## Provided passage
***

Welp, it's been a couple weeks, and here's an update.
My sister did not toss me out in the cold. We spent the night, masks or no masks, and everyone lived.
We drove to one hotel on the way. They had a big unfriendly (you're supposed to be the hospitality business for chrissake) sign telling us that people who didn't wear a mask would be asked to leave. But we were checked in, paid money, and such, so in the three hotels (one there, two back) we eventually stayed at none of them walked up to me and told me to leave. I was there because I had to sleep, I didn't want to make trouble, but I had to stand up for what I felt was right or lose the right to stay there. All the same, I was prepared with blankets and such if thet did tell me that despite us paying money, I wasn't welcome (that's theft btw). We gutted it out, and made it to Texas. At Texas, for the most part we stayed in so it wasn't a problem. Then they wanted to go to a restaurant. I stayed in the car. My dad eventually joined me after he had one too many nags from his wife about wearing them on the way to the restaurant. But I did eventually have to pee (we both did), and lacking any outdoor facilities, it was a choice between maybe being arrested for entering with no mask, and definitely being arrested for urinating/defecating like an animal. A few days later, they took us to an outdoor restaurant (why?) but told me to wear a mask in order to enter, even though I was outdoors and would take one off to eat. I refused and he got all mad but I just shrugged it off and walked about two feet to sit down at a table where everyone took their mask off anyway.

***

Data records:

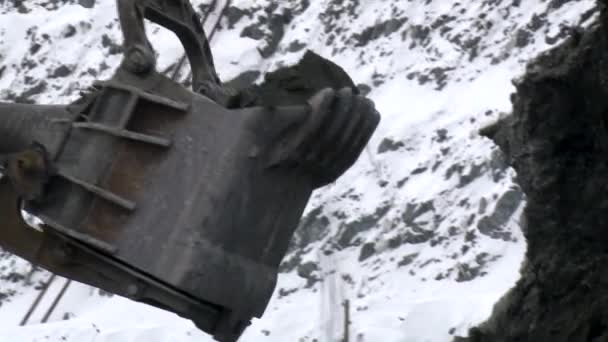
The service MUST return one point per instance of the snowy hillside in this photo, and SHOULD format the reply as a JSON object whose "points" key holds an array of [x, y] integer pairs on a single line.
{"points": [[421, 235]]}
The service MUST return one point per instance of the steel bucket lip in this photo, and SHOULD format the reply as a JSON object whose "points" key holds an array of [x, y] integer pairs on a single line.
{"points": [[262, 276]]}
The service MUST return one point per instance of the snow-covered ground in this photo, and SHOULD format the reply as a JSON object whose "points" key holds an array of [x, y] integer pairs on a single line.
{"points": [[421, 236]]}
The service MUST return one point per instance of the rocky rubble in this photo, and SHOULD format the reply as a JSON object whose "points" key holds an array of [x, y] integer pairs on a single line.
{"points": [[557, 139]]}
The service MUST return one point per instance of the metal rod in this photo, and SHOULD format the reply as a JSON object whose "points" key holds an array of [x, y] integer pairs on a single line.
{"points": [[37, 300], [182, 60], [215, 26], [49, 312], [107, 195], [122, 133]]}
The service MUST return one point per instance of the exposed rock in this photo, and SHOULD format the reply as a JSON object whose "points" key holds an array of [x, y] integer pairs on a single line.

***

## What you will do
**A)** For each statement about the trip update, say whether it agrees with the update (yes or no) and quote the words from the update that decide it: (i) The narrator stayed in three hotels over the whole trip. (ii) On the first restaurant outing in Texas, the narrator went in with the others. (iii) At the outdoor restaurant, the people at the table kept their masks on.
**B)** Quote the trip update, starting with "Welp, it's been" and going on through "and everyone lived.".

## Exercise answers
**A)**
(i) Yes: "in the three hotels (one there, two back)"
(ii) No: "I stayed in the car."
(iii) No: "where everyone took their mask off anyway"

**B)**
Welp, it's been a couple weeks, and here's an update.
My sister did not toss me out in the cold. We spent the night, masks or no masks, and everyone lived.